::: 記事

ロードバイクのタイヤ選びで迷っているあなたへ。かつて「細いタイヤ=速い」が常識だった時代から、現在は28Cが新たな標準として急速に普及しています。この変化は単なる流行ではなく、ディスクブレーキの普及やリムのワイド化といった技術革新に裏打ちされた必然的な流れです。
従来の23Cから25C、そして現在の28Cへの移行は、パフォーマンス重視の結果でもあります。最新の研究では、適切な条件下で28Cの方が転がり抵抗が低くなる場合があることが判明。快適性やグリップ力、多様な路面状況での効率的な転がりが、完璧に滑らかなラボ環境での理論値よりも実世界での速度に大きく貢献するという理解が深まっています。
本記事では、あなたのライディングスタイルや目的に合った最適なタイヤ選択ができるよう、25Cと28Cの特性を徹底比較。実測データとインプレッションに基づいた実用的な情報をお届けします。

ロードバイクタイヤの25Cと28C、結局どっちが速いの?転がり抵抗の真実とは
長らく信じられてきた「細いタイヤ=速い」という常識が、最新の科学的研究によって覆されつつあります。この変化の背景には、実験室環境と実走環境での大きな違いがあります。
従来の転がり抵抗テストは、完璧に滑らかな路面での実験室環境下で行われていました。しかし実際の走行では、アスファルトの粗さや段差など、路面状況が常に変化します。SILCAラボが2016年に公開した画期的な実験結果では、「空気圧を上げすぎると転がり抵抗が増す」という事実が明らかになりました。

::::::
::: 提示データ

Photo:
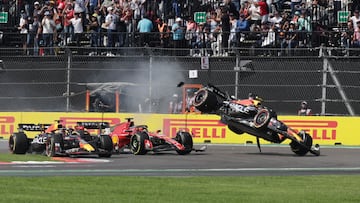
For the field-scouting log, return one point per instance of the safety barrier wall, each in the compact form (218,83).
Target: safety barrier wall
(329,130)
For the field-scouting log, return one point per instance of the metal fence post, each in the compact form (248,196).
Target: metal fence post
(68,68)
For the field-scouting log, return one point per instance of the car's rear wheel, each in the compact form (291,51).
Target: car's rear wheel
(18,143)
(55,144)
(186,140)
(299,149)
(262,119)
(235,129)
(107,145)
(137,143)
(205,101)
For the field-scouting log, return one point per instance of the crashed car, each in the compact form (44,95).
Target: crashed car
(57,140)
(140,141)
(249,116)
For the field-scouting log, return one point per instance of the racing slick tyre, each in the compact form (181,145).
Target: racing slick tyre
(262,119)
(186,140)
(235,130)
(107,145)
(205,101)
(18,143)
(301,150)
(52,146)
(137,143)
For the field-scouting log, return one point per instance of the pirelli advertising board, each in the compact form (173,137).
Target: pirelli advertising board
(204,128)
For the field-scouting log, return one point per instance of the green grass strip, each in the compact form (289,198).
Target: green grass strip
(8,157)
(181,189)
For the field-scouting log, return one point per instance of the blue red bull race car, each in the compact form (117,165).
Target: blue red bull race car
(57,140)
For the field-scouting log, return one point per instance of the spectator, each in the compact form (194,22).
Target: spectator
(304,110)
(225,31)
(191,27)
(78,28)
(232,8)
(245,8)
(264,10)
(295,5)
(163,29)
(33,36)
(199,40)
(145,27)
(254,16)
(178,32)
(355,18)
(356,36)
(48,29)
(110,24)
(92,4)
(276,20)
(94,28)
(68,31)
(290,40)
(37,10)
(23,27)
(175,105)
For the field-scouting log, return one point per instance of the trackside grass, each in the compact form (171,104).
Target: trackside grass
(8,157)
(343,188)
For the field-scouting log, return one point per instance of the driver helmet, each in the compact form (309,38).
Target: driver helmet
(256,99)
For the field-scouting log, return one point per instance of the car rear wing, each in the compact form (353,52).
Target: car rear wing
(94,125)
(33,127)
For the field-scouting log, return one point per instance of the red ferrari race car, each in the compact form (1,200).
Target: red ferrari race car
(57,140)
(140,140)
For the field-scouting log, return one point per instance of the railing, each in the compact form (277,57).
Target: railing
(147,82)
(207,44)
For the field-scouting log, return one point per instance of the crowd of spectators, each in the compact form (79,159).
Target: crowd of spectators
(283,24)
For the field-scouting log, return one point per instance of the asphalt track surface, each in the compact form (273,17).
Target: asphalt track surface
(217,160)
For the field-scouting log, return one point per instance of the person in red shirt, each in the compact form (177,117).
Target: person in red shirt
(68,14)
(264,11)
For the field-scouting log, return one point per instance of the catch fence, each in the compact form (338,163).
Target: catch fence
(144,80)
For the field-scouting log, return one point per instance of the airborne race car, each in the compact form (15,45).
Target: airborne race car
(251,117)
(56,140)
(140,140)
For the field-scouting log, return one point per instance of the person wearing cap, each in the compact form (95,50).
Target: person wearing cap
(175,105)
(304,109)
(68,30)
(92,4)
(77,23)
(37,10)
(34,32)
(94,28)
(294,5)
(48,30)
(178,33)
(23,28)
(144,27)
(110,24)
(354,19)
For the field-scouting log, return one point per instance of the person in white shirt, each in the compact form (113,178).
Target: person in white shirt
(48,29)
(110,23)
(354,19)
(23,27)
(76,21)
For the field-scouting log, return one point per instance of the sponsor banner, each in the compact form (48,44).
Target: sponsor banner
(204,128)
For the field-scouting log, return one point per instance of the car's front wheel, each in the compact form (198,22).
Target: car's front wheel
(107,145)
(137,143)
(299,149)
(205,101)
(186,140)
(18,143)
(54,145)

::::::

課題:
a – リストで文字列「board」を含む行を数え、その数だけを答えよ。大文字と小文字は区別する。
b – ロードバイクのタイヤ幅を扱った記事を、最後の文の後から書き継げ。

解答:
a – 2

b –
この現象の鍵となるのが「インピーダンス」という概念です。タイヤが高圧すぎると路面の凹凸を吸収できずに跳ねてしまい、結果として余分なエネルギー損失が発生します。つまり、タイヤが路面と動的に相互作用する中で、垂直方向の動きによるエネルギー損失を最小限に抑えることが、実世界での速度向上に不可欠なのです。
具体的なデータを見ると、Continental Grand Prix 5000 All Season TR 25Cの転がり抵抗は100psi(6.9 bar)で10.9ワット、一方Schwalbe Pro One Aero TLE 28Cは90psi(6.2 bar)で10.5ワットという優れた数値を示しています。適正空気圧同士で比較すれば、28Cが25Cと同等かそれ以上の転がり抵抗性能を持つことが証明されています。
さらに重要なのは、28Cのしなやかさです。28Cと25Cを比較すると、転がり抵抗が小さく、しなやかさに優れているのは28Cであることが明確に示されています。実走インプレッションでも、漕ぎ出しの重さは加速すれば気にならなくなるという報告が多数あります。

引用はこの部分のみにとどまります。